++++ Material shown

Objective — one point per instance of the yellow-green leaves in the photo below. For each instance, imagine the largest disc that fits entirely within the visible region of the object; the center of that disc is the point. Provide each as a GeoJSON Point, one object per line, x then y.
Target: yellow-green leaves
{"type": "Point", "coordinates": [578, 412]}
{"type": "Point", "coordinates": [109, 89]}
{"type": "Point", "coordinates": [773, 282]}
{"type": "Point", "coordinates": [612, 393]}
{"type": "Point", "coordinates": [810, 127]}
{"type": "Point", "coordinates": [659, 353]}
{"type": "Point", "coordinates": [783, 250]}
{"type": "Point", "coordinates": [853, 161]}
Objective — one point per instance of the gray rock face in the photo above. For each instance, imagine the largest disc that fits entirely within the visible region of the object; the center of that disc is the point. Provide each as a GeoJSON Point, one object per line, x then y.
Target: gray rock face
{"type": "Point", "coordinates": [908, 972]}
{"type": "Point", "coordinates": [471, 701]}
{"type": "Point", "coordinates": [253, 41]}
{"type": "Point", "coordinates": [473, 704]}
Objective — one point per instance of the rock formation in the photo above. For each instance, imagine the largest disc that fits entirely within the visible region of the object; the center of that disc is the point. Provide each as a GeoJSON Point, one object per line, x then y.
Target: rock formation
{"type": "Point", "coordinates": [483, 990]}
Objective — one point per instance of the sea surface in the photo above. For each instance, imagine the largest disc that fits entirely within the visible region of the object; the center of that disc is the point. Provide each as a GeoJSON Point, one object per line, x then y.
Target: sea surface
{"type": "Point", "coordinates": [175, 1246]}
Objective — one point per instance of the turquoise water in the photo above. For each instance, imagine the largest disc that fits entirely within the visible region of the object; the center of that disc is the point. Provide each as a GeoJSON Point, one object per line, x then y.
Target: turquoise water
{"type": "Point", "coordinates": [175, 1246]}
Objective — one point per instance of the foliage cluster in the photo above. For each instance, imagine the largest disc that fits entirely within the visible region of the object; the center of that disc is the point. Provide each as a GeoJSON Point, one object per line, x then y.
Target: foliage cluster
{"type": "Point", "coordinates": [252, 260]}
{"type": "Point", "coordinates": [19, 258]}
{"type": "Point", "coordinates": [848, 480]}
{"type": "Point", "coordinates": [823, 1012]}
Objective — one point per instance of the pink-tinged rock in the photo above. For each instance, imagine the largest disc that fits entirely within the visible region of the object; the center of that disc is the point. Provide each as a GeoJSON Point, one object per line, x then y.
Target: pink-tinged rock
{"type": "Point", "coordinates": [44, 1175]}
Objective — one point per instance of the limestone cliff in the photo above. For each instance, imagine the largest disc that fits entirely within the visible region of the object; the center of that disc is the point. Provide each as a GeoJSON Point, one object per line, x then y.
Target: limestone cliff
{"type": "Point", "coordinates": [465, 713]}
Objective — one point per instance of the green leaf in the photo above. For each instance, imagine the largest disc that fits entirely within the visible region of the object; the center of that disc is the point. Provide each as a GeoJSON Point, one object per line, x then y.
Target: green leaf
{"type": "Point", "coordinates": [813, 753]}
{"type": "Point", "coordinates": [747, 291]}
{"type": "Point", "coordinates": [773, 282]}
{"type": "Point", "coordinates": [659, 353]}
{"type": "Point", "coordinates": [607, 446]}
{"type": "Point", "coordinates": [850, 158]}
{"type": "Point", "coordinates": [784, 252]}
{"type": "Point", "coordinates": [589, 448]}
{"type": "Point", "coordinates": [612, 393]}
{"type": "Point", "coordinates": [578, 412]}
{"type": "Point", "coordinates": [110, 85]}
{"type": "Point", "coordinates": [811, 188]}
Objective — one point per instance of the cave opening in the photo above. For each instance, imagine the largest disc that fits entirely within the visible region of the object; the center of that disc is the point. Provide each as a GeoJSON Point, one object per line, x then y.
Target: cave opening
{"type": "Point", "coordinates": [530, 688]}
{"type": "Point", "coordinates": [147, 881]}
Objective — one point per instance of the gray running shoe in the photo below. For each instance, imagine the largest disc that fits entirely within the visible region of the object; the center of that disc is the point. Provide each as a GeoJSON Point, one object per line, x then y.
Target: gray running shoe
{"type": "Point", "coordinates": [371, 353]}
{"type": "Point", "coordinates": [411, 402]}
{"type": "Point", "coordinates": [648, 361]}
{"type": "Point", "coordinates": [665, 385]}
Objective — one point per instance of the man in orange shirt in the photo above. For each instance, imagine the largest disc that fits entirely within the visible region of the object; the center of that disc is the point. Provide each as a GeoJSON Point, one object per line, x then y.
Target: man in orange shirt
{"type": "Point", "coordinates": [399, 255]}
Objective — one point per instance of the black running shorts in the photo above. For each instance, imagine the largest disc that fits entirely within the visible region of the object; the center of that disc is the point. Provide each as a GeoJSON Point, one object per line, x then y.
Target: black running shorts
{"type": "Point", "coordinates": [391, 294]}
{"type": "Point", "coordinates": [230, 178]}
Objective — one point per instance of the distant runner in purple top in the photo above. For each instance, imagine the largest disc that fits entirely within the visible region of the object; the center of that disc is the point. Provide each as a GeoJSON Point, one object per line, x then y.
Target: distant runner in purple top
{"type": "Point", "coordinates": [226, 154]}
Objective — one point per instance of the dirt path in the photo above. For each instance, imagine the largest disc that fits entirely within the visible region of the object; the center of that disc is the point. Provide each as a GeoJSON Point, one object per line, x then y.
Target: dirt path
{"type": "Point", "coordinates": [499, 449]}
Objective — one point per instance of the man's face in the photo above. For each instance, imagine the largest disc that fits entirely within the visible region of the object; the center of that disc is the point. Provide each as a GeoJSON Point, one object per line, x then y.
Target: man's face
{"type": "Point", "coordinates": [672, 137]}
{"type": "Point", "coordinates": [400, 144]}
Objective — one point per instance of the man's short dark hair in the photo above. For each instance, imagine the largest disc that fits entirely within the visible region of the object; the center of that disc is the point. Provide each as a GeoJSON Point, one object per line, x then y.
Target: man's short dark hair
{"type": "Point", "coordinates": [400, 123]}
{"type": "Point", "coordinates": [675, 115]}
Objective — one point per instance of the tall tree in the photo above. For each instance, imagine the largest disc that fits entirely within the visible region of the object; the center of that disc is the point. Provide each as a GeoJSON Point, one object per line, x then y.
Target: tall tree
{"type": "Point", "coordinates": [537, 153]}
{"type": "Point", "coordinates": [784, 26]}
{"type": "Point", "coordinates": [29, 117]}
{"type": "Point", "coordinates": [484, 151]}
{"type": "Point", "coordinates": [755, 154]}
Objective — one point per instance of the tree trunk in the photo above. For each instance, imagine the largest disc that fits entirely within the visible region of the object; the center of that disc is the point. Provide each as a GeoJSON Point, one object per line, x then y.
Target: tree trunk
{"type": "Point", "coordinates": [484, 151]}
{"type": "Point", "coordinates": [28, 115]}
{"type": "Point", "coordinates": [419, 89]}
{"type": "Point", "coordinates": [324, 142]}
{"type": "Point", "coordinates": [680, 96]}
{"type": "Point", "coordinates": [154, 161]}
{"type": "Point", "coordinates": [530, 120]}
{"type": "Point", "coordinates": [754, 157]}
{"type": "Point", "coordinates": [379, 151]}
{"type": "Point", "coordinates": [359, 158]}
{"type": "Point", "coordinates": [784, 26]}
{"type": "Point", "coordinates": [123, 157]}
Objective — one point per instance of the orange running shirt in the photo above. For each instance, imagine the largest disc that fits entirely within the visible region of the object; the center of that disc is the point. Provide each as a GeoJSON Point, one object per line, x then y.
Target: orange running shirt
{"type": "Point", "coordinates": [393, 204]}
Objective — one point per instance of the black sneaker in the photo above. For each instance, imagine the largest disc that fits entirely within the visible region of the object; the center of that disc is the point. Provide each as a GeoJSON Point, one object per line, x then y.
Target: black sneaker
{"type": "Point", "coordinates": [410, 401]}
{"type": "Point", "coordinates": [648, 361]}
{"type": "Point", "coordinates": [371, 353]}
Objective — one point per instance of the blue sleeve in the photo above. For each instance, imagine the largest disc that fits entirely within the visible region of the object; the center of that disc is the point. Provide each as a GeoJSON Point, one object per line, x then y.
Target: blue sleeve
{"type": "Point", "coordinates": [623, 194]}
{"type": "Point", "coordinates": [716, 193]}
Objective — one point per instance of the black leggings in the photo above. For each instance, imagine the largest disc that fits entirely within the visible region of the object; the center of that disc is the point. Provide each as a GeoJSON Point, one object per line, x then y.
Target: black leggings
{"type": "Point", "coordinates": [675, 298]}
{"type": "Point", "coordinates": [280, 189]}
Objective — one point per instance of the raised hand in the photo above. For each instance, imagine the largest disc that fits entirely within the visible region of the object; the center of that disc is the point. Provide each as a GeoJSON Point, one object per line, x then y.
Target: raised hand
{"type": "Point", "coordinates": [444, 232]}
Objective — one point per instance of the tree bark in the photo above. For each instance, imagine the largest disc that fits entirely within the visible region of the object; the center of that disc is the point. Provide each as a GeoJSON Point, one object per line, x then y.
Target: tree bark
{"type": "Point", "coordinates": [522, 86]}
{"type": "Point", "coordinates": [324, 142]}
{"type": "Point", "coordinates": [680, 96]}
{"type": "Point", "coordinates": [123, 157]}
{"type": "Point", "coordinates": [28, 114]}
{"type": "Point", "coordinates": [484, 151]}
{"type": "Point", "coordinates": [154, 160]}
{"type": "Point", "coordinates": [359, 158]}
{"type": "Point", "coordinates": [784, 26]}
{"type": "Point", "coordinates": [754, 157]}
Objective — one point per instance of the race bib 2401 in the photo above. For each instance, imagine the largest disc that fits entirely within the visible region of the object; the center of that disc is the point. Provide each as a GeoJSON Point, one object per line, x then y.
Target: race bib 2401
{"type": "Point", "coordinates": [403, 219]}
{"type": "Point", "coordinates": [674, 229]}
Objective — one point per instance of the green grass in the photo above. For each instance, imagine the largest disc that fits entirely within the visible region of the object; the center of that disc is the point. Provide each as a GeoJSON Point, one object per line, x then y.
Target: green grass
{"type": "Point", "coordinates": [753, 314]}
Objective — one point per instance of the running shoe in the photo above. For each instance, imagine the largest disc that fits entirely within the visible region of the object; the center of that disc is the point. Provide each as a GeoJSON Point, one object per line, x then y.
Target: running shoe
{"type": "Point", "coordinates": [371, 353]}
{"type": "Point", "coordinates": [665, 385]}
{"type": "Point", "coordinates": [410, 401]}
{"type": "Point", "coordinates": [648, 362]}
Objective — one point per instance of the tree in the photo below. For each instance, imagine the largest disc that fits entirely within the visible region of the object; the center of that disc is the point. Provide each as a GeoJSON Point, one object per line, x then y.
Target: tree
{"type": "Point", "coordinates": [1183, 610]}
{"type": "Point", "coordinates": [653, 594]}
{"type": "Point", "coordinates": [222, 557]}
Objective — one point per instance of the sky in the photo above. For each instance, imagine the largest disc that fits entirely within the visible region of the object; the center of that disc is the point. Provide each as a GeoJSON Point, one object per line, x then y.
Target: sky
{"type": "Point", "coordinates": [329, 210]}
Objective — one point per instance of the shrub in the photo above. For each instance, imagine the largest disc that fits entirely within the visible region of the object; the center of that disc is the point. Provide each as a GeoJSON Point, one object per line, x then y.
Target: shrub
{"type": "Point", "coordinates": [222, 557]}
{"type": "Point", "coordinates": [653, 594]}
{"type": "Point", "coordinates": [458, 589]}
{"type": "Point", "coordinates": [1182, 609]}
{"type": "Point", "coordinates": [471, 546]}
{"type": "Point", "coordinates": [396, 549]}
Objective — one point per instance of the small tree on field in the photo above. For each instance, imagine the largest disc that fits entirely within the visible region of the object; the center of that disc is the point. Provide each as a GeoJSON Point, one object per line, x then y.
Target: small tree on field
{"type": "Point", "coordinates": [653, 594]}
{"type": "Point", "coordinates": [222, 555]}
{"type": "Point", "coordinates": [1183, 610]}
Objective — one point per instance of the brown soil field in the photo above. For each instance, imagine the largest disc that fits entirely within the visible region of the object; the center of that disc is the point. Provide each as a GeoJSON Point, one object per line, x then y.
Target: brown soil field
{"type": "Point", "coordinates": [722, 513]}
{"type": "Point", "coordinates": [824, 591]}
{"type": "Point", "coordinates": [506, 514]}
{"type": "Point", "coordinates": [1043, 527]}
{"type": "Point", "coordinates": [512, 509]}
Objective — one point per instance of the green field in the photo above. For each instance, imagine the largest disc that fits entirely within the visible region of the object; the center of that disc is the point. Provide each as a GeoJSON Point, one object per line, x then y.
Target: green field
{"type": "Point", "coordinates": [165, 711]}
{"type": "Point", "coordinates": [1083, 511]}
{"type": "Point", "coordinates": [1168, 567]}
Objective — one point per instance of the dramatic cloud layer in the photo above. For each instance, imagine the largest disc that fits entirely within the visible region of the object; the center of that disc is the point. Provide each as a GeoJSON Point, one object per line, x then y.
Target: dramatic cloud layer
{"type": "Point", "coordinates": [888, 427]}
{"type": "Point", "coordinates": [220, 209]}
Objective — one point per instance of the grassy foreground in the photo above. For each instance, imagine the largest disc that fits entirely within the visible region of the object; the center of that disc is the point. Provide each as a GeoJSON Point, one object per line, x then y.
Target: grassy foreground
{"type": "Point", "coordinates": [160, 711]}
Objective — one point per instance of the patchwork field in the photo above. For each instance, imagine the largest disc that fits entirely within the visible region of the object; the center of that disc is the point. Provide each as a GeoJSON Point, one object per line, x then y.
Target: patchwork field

++++++++

The task
Starting at the line that has "Objective — one point per instance of the dramatic" and stopping after the line that has "Target: dramatic cloud layer", rewrite those lines of the records with "dramatic cloud layer" changed to "storm cloud bank" and everything else left as it is.

Response
Objective — one point per instance of the storm cloud bank in the photo above. For each instance, imagine the largest disc that fits entirely within the visible region of the object; the center of that disc is the point. Provide each as a GeoJSON Point, one object per line, x then y.
Target: storm cloud bank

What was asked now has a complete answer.